** START EXERCISE DATA **

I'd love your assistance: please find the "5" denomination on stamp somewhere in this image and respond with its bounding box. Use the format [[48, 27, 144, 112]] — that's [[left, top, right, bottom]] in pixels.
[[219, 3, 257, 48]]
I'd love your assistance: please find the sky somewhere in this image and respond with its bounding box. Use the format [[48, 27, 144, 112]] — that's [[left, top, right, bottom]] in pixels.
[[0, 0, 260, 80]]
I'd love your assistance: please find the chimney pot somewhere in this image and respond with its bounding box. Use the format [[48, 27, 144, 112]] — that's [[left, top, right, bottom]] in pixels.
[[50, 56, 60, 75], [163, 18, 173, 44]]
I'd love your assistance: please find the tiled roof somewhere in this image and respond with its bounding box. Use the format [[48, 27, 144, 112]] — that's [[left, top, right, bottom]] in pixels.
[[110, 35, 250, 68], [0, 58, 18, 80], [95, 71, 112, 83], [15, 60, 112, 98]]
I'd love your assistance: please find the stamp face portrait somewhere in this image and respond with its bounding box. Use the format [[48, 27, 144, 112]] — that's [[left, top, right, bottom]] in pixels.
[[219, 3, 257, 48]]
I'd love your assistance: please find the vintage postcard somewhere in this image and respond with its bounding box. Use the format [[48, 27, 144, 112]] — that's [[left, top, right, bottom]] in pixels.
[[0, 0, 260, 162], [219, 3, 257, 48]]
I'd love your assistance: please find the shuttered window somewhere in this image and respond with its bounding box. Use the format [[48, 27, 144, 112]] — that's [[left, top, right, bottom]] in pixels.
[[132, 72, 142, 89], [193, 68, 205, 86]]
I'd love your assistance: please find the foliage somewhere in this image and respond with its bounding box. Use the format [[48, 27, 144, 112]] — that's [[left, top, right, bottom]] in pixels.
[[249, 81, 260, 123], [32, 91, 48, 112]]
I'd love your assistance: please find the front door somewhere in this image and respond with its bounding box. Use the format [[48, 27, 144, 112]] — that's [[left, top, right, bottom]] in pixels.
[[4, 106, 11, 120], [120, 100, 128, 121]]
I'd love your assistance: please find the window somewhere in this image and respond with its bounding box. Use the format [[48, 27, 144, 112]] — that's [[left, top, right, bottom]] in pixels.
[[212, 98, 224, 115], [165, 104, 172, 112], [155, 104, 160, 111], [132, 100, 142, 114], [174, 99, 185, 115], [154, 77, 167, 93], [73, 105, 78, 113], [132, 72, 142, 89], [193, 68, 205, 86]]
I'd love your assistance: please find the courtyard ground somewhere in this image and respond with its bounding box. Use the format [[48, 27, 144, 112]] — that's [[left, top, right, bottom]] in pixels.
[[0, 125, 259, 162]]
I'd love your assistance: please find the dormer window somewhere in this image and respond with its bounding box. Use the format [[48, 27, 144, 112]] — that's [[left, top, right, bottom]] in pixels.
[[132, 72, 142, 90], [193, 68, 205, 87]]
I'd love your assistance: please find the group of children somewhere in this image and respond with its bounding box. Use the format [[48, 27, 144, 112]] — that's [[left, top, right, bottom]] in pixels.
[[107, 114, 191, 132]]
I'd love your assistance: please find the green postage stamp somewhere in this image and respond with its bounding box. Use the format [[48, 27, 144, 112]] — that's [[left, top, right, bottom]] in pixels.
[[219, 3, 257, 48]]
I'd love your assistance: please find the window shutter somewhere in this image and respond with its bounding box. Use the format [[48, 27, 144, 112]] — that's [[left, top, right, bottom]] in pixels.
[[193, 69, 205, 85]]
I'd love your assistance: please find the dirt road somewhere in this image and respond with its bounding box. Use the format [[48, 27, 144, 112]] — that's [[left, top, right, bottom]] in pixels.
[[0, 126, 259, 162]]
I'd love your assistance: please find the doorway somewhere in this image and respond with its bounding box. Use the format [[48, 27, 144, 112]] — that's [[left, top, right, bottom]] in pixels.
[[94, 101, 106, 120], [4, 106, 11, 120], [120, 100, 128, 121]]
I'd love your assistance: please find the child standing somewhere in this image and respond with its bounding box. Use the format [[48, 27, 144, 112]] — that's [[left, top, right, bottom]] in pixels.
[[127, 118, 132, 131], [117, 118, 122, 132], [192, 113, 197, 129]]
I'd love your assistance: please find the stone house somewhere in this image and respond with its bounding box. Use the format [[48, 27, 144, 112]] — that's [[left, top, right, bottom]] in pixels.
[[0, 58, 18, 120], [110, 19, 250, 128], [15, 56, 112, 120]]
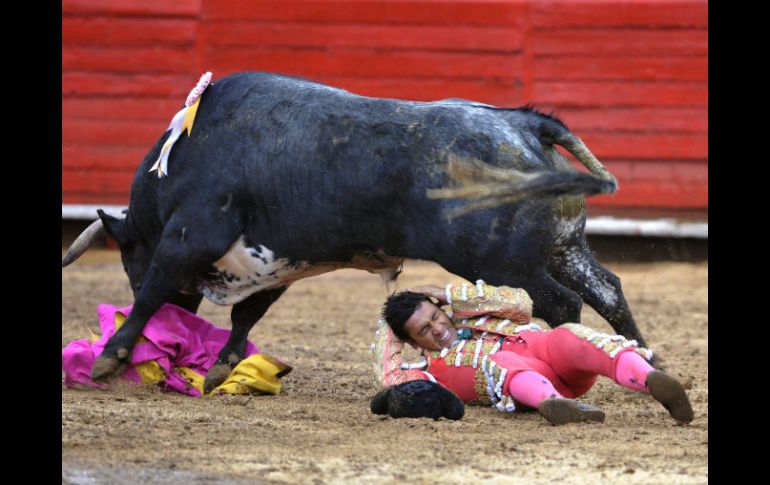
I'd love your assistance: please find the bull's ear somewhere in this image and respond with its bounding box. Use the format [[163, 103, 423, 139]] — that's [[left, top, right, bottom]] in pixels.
[[96, 209, 129, 246]]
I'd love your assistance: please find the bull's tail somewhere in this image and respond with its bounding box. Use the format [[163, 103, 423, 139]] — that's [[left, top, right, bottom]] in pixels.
[[540, 118, 618, 193], [427, 152, 616, 218]]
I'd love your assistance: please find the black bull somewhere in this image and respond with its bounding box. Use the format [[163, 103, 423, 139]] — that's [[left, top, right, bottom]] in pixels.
[[62, 73, 644, 396]]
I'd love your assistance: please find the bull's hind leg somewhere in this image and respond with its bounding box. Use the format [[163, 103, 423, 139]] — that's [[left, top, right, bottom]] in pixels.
[[203, 286, 288, 394], [516, 273, 583, 327], [553, 241, 647, 347]]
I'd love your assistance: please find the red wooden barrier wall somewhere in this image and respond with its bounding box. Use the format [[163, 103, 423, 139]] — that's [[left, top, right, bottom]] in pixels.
[[62, 0, 708, 215]]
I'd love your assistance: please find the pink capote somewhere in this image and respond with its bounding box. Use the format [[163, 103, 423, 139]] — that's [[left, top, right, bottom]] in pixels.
[[62, 303, 259, 396]]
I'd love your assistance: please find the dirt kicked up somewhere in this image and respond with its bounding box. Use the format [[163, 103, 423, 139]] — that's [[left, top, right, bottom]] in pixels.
[[62, 251, 708, 484]]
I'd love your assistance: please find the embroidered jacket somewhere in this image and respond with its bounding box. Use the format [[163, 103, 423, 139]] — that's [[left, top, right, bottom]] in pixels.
[[372, 280, 652, 411], [372, 280, 540, 411]]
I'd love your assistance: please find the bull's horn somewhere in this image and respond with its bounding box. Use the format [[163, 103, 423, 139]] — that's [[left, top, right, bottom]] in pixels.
[[556, 132, 618, 192], [61, 219, 107, 268]]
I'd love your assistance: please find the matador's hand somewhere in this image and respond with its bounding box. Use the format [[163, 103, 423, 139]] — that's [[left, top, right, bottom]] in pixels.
[[370, 380, 465, 420], [406, 285, 448, 305]]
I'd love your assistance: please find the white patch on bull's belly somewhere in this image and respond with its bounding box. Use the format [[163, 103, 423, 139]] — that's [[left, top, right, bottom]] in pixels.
[[198, 236, 402, 305], [198, 236, 310, 305]]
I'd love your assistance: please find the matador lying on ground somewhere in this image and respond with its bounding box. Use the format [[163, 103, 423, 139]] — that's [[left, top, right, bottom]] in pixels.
[[371, 280, 693, 425]]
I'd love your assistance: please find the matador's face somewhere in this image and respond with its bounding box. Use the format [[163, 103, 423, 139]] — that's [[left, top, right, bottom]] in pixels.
[[404, 301, 457, 350]]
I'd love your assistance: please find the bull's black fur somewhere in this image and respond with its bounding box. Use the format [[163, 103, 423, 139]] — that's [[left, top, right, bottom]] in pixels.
[[73, 73, 643, 404]]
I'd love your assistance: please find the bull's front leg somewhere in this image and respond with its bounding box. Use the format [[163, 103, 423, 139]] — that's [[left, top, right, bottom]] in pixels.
[[91, 214, 238, 381], [91, 264, 179, 381], [203, 286, 288, 394], [554, 243, 647, 347]]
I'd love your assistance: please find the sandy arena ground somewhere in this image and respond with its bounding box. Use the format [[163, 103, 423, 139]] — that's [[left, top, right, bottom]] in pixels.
[[62, 250, 708, 485]]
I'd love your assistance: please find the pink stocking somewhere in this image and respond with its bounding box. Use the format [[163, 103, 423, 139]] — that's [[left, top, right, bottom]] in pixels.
[[508, 370, 562, 408], [615, 352, 655, 392]]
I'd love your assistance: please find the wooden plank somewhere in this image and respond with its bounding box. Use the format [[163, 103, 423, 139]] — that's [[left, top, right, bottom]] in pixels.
[[62, 46, 197, 73], [61, 0, 202, 17], [578, 131, 708, 160], [61, 120, 165, 149], [315, 76, 524, 106], [538, 105, 708, 134], [531, 81, 708, 108], [203, 0, 529, 26], [61, 97, 184, 119], [631, 161, 709, 182], [61, 144, 152, 171], [531, 0, 708, 29], [531, 26, 708, 57], [587, 180, 708, 206], [203, 48, 522, 79], [532, 56, 708, 83], [62, 72, 194, 96], [573, 159, 708, 183], [201, 21, 524, 52], [61, 17, 198, 47]]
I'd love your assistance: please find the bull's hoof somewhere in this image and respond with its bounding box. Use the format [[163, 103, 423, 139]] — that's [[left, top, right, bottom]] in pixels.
[[91, 355, 126, 382], [203, 363, 232, 394], [647, 370, 695, 424]]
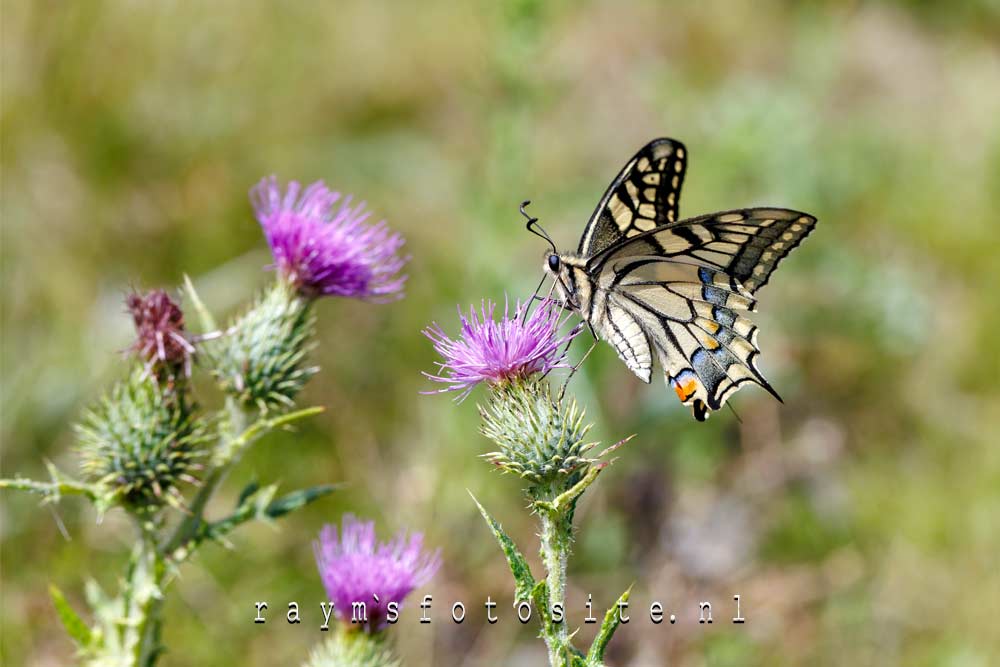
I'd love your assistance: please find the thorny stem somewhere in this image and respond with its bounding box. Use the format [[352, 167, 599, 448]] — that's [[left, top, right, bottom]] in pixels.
[[162, 398, 247, 554], [537, 510, 573, 667], [124, 520, 166, 667]]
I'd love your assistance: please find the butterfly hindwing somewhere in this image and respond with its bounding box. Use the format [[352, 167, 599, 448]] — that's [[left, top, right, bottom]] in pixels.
[[599, 262, 777, 417], [579, 139, 687, 257]]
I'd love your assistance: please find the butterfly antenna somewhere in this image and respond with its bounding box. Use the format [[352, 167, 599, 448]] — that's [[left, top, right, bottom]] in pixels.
[[518, 199, 559, 252]]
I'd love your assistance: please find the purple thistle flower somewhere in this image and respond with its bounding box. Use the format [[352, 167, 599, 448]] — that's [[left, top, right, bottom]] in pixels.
[[250, 176, 409, 302], [313, 514, 441, 630], [423, 300, 580, 401], [125, 290, 195, 370]]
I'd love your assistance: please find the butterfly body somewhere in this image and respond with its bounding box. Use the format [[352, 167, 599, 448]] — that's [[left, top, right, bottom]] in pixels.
[[545, 139, 816, 421]]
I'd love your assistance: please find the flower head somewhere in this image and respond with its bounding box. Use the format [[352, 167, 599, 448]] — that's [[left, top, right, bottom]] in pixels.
[[250, 176, 407, 301], [313, 514, 441, 630], [125, 290, 194, 376], [423, 300, 580, 400]]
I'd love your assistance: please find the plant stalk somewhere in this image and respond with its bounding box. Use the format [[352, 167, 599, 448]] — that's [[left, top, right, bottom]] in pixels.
[[538, 496, 573, 667]]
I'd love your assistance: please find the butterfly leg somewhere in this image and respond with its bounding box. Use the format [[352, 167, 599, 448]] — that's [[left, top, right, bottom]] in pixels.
[[559, 340, 598, 401]]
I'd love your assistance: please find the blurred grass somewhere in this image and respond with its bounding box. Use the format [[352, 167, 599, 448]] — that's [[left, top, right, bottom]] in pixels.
[[0, 0, 1000, 666]]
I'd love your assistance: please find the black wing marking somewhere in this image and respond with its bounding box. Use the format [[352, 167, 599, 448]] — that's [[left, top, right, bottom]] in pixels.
[[578, 138, 687, 257], [587, 208, 816, 294]]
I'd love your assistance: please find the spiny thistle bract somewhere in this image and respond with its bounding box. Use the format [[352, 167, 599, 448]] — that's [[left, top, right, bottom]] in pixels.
[[210, 281, 318, 412], [304, 627, 402, 667], [479, 381, 596, 485], [76, 368, 210, 512]]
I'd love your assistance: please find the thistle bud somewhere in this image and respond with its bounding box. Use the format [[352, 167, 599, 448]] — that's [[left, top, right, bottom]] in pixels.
[[479, 381, 596, 486], [210, 281, 318, 412], [304, 626, 402, 667], [76, 369, 209, 512], [125, 290, 195, 381]]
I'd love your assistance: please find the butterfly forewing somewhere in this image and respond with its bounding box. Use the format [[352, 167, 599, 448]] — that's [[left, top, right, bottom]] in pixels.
[[579, 139, 687, 257], [587, 208, 816, 294]]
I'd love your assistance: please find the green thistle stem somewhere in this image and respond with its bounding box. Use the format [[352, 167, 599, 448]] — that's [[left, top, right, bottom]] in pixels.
[[537, 504, 573, 667], [0, 477, 100, 501]]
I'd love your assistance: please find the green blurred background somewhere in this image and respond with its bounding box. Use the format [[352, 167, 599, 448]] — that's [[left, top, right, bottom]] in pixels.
[[0, 0, 1000, 667]]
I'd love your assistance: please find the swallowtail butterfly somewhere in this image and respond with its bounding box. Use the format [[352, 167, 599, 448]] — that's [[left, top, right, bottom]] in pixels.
[[529, 139, 816, 421]]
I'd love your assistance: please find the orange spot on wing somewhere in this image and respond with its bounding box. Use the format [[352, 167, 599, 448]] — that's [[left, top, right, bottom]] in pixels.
[[673, 378, 698, 403]]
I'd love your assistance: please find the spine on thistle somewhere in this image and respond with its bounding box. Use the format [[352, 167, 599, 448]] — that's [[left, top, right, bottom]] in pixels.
[[479, 381, 597, 487], [209, 280, 318, 412], [76, 368, 210, 513]]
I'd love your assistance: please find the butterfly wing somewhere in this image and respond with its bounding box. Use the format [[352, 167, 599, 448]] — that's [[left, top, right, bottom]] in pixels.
[[587, 209, 816, 420], [578, 138, 687, 257], [587, 208, 816, 294]]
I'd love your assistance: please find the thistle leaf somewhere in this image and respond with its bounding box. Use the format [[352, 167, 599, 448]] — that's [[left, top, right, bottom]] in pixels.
[[49, 584, 93, 649], [184, 274, 216, 331], [587, 586, 632, 665], [469, 491, 535, 600], [265, 484, 337, 519]]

** END EXERCISE DATA **

**THE TASK**. Write out the listing word for word, from its first line through the line holding "[[0, 0, 260, 80]]", inclusive.

**SOLUTION TO THE PROBLEM**.
I'd love your assistance: please find the "5" denomination on stamp somewhere in this image and respond with its bounding box. Use the format [[48, 27, 144, 112]] — that's [[left, top, right, bottom]] in pixels.
[[219, 3, 257, 48]]
I'd love your assistance: please find the sky somewhere in this image and respond with its bounding box. Use the format [[48, 27, 144, 112]] — that's [[left, top, right, bottom]] in pixels.
[[0, 0, 260, 80]]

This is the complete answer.